DIRECTIONS
Edit the records below so that every occurrence of "set a point on each" becomes "place a marker on each". Leave the rest of the text unchanged.

TASK INPUTS
start

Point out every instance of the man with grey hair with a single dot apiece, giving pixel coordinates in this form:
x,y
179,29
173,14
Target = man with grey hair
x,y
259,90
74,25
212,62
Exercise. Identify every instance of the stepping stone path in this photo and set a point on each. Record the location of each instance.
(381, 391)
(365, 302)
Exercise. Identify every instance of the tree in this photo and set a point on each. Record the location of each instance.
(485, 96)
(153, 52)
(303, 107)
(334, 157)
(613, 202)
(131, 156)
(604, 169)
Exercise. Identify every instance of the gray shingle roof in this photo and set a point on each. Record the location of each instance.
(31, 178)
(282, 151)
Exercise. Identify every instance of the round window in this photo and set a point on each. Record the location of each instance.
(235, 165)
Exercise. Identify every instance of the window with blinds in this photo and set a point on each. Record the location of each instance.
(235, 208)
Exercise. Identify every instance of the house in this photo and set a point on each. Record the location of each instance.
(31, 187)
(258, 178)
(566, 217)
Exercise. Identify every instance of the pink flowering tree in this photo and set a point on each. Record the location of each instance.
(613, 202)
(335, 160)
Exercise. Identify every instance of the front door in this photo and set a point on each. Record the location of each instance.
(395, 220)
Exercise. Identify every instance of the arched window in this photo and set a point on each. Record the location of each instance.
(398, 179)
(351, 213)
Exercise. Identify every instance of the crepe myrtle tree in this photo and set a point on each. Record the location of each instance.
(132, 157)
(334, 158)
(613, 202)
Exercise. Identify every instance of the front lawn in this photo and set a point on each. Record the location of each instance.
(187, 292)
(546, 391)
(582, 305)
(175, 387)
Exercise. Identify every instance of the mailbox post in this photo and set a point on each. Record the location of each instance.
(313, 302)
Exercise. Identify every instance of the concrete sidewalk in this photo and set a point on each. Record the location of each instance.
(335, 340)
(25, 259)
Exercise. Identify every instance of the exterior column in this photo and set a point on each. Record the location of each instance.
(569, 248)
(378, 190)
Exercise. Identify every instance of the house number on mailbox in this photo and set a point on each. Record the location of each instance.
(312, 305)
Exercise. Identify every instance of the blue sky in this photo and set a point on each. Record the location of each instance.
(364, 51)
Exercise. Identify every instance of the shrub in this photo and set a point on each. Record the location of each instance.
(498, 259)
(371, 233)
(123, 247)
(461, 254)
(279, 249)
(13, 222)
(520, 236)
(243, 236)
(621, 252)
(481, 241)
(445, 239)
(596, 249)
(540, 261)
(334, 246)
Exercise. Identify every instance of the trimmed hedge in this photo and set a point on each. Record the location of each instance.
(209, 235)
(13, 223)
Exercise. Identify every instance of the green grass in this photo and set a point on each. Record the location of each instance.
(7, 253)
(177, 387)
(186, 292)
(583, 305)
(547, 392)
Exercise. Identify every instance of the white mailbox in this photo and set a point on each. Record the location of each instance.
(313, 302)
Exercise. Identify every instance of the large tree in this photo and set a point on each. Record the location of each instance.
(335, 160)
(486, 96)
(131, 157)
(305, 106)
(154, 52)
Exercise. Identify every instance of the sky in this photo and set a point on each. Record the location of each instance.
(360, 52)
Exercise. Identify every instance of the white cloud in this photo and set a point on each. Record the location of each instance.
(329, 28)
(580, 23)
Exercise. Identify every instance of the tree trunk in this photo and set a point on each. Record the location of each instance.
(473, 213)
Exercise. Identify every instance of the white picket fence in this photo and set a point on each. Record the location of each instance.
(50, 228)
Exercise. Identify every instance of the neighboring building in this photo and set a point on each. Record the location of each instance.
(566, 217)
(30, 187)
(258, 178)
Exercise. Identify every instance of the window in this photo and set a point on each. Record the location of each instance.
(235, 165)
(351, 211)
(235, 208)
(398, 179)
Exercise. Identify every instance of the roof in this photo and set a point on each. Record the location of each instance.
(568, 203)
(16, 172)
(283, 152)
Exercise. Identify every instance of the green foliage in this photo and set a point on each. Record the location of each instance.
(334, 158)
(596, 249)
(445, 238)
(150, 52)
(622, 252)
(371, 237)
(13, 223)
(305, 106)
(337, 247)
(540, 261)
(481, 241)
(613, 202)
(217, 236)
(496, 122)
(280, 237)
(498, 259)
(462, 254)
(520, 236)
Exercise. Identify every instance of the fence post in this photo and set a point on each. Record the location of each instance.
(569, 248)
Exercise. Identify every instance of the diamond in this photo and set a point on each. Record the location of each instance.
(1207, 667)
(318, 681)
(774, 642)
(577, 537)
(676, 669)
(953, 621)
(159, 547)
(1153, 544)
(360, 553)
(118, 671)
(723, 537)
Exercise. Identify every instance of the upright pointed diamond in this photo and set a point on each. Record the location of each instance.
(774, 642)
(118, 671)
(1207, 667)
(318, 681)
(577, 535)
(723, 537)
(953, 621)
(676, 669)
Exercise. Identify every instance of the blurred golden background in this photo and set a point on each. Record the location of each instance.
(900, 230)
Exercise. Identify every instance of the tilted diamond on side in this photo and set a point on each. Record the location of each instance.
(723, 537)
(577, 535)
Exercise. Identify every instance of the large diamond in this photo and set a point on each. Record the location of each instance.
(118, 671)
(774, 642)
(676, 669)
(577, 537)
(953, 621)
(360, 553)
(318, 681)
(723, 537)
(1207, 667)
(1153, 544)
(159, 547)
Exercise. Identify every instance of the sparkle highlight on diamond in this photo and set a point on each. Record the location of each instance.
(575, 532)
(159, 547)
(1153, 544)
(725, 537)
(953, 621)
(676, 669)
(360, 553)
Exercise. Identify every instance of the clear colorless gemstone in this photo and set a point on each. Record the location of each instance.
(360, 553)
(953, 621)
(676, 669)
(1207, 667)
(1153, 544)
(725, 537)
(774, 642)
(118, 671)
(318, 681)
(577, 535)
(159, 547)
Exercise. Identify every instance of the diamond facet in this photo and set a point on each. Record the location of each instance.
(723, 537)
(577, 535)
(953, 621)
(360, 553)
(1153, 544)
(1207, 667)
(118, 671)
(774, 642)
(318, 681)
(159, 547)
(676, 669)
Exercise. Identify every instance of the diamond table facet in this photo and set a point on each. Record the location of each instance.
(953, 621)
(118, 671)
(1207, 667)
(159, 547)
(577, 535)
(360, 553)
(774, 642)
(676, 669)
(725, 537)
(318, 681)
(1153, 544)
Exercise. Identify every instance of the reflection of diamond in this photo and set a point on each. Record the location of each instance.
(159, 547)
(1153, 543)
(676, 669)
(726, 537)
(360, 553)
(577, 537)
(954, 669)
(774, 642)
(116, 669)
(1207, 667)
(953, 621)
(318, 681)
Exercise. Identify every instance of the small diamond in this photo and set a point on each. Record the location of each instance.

end

TASK RESULT
Point out every instance of the man with grey hair with a single dot apiece, giving pixel coordinates in this form:
x,y
179,29
173,14
Target = man with grey hair
x,y
259,90
74,25
212,62
Exercise. Identify every instance of the stepping stone path in this photo and place a marker on each. Record the location of each instance.
(381, 391)
(365, 302)
Exercise. Identify every instance of the tree in this photo and place a marker on each. Record the location of each instance.
(485, 96)
(153, 52)
(303, 107)
(334, 157)
(613, 202)
(131, 156)
(604, 169)
Exercise. Identify every instance of the gray shingle roof in this photo and place a marker on each. Record the location of each instance.
(31, 178)
(282, 151)
Exercise. Identify every instance of the round window in this photo and place a marker on each. Record the location of each instance.
(235, 165)
Exercise. Identify every instance of the window with blinds in this photo and place a marker on each. Record the location of each instance.
(235, 208)
Exercise. Identify every instance of the house in this photo and place a marker on each. Record the location of each instance.
(31, 187)
(258, 178)
(566, 217)
Exercise. Identify every instance of the pink flowering tree in this photo and place a marker on each. Record the location of each instance.
(613, 202)
(335, 160)
Exercise. Identify every instance of the front door in this photo and place a marker on each. Record the location of each instance.
(395, 220)
Exercise. Identify every instance of the arched window in this photo and place a marker on each. Record the location of each instance.
(398, 179)
(351, 213)
Exercise. Identify every instance of the crepe myrtle tree in this photo and place a marker on each. Record the location of each instance.
(132, 157)
(334, 158)
(613, 202)
Exercise. Identify every instance of the front lawn in this photo and place a marker on each. Record the location of each instance.
(187, 292)
(546, 391)
(582, 305)
(175, 387)
Exercise. Identify every instance of the mailbox post in this photo and place a marker on each. Record the location of each instance.
(313, 302)
Exercise. Identify every instance of the concrete sidewalk in this photo and place a marker on each. Record the location of each instance.
(335, 340)
(25, 259)
Exercise. Identify every instance of the exterior column in this photo and place a marker on each. Record the location of each instance.
(569, 248)
(378, 190)
Exercise. Identify every instance of the house number on mailbox in this photo and place a marker on each. Record the location of each instance.
(312, 305)
Exercise. Identify every instance of the blue sky in this photo and place a marker on each. Record the location of each instance.
(364, 51)
Exercise. Identify every instance of the shrub in this photo and place a marker on each. Record the location of each instance.
(498, 259)
(371, 233)
(123, 247)
(461, 254)
(279, 249)
(13, 222)
(520, 236)
(243, 236)
(621, 252)
(481, 241)
(445, 239)
(596, 249)
(540, 261)
(334, 246)
Exercise. Identify every instance of the trimmed hedge in this photo and place a marker on each. Record the location of each instance.
(209, 235)
(13, 223)
Exercise. Identify every instance of the green grass in this photo and place a marker on each. Record the location of each instance.
(7, 253)
(177, 387)
(186, 292)
(583, 305)
(547, 392)
Exercise. Identify every instance of the white mailbox in this photo and place a marker on each. Record the location of each instance.
(313, 302)
Exercise. Identify every instance of the large tree in this photo and place a marker on each. Record the location of each instance.
(335, 160)
(486, 96)
(131, 157)
(305, 106)
(154, 52)
Exercise. Identify every instance of the sky in this photo and place a marker on each. Record the location of each instance.
(360, 52)
Exercise. Identify every instance of the white cloud in this photo and place a marker on each. Record the location of each instance.
(329, 28)
(580, 23)
Exercise. Identify every instance of the tree trunk in this photo and place a marker on each. Record the location of each instance.
(473, 213)
Exercise. Identify every instance of the white picket fence in this photo and place a marker on each. Record the location of each instance.
(50, 228)
Exercise. Identify every instance of the neighboring building in this photo and place a marker on each. Record the location of each instance.
(566, 217)
(30, 187)
(258, 178)
Exercise. Identify every instance of the window in this photo and place a marker on each. Record the location of each instance.
(235, 165)
(351, 211)
(235, 208)
(398, 179)
Exercise. Identify every instance of the roof in this photo and place a marker on each. Record the location of each instance.
(568, 203)
(16, 172)
(283, 152)
Exercise. Identify every instance of the green foliage in this photo and place a marker on each. Record the location of each instance.
(334, 158)
(596, 249)
(445, 238)
(150, 52)
(622, 252)
(371, 237)
(13, 223)
(305, 106)
(337, 247)
(540, 261)
(481, 241)
(613, 202)
(217, 236)
(496, 122)
(280, 237)
(498, 259)
(462, 254)
(520, 236)
Exercise. Identify every instance of the fence post in this photo and place a marker on each. Record the location of each instance.
(569, 248)
Exercise. Identify every instance of the diamond in this photo and place a marker on each. Record the location of each instance.
(1207, 667)
(318, 681)
(774, 642)
(577, 537)
(676, 669)
(953, 621)
(159, 547)
(1153, 544)
(360, 553)
(118, 671)
(723, 537)
Exercise. Identify every instance of the upright pointed diamond in this photo and place a marker on each. Record the location of each instance.
(774, 642)
(118, 671)
(1207, 667)
(318, 681)
(577, 535)
(723, 537)
(953, 621)
(676, 669)
Exercise. Identify every instance of the blurred golden background in this photo and place a marker on each. Record the location of each instance.
(900, 230)
Exercise. Identify every instance of the tilted diamond on side in this photo and place a marker on each. Record the location of each instance.
(723, 537)
(577, 535)
Exercise. Identify every instance of the large diamond in this photo and place a marker on each. Record the location of each instance.
(118, 671)
(774, 642)
(676, 669)
(577, 537)
(953, 621)
(360, 553)
(318, 681)
(723, 537)
(1207, 667)
(1153, 544)
(159, 547)
Exercise. Identify every instance of the sparkle highlight on diamond in this photo and place a marker on each. Record the location of each instance.
(575, 532)
(159, 547)
(1153, 544)
(725, 537)
(953, 621)
(676, 669)
(360, 553)
Exercise. Identify every instance of the clear colorless gemstone in this photo and place a marker on each. Record the location of each instance.
(360, 553)
(953, 621)
(676, 669)
(1207, 667)
(1153, 544)
(725, 537)
(774, 642)
(118, 671)
(318, 681)
(577, 535)
(159, 547)
Exercise. Identify every instance of the diamond facet in this photo and place a marker on each. Record the location of each instance.
(723, 537)
(577, 535)
(953, 621)
(360, 553)
(1153, 544)
(1207, 667)
(118, 671)
(774, 642)
(318, 681)
(159, 547)
(676, 669)
Exercise. Identify every instance of the diamond table facet in this photo and place a marker on each. Record the location of each instance.
(953, 621)
(118, 671)
(1207, 667)
(159, 547)
(577, 535)
(360, 553)
(774, 642)
(676, 669)
(725, 537)
(318, 681)
(1153, 544)
Exercise. Identify every instance of the reflection of diamond in this photo and place a marker on each. Record the location of each instance.
(159, 547)
(1153, 543)
(676, 669)
(726, 537)
(360, 553)
(577, 537)
(954, 669)
(774, 642)
(116, 669)
(1207, 667)
(953, 621)
(318, 681)
Exercise. Identify every instance of the small diamond in this photo and place a marker on each. Record the location of each instance.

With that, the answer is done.